Complex and transparent funds: make the most of your investment returns
Transparent funds are becoming increasingly popular amongst investors, but are they the best vehicle when it comes to reclaims on international investments? Learn more about transparent funds – also called look-through funds – and see how they could impact your withholding tax (WHT) returns.
What we will discuss in this article:
Complex and transparent fund structures
When it comes to setting up an investment, two types of funds come into play – complex funds and transparent funds. The difference between complex and transparent investment structures is that transparent structures put the local tax burden on the investor and not the investment vehicle itself. With a complex investment fund structure, the liability is built into the investment itself.
Which structure one would choose would depend on a variety of factors, such as the complexity of the investment set-up, local and international regulations, and tax implications, to name but a few. Ultimately, the investor would choose the structure that maximises their investment returns and has the lowest tax impact.

**GIVEN INFORMATION**
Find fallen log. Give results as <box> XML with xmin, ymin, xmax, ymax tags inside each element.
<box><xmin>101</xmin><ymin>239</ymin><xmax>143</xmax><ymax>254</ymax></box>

**EXERCISE DIRECTIONS**
Rewrite the paragraph beginning "When it comes to setting up an investment" from the article on complex and transparent funds as a short list, keeping its main facts. Use only the text for this task.

**RESPONSE TO THIS TASK**
- Two types of funds are used in setting up an investment: complex funds and transparent funds.
- Transparent structures place the local tax burden on the investor, not the investment vehicle.
- Complex structures build the tax liability into the investment itself.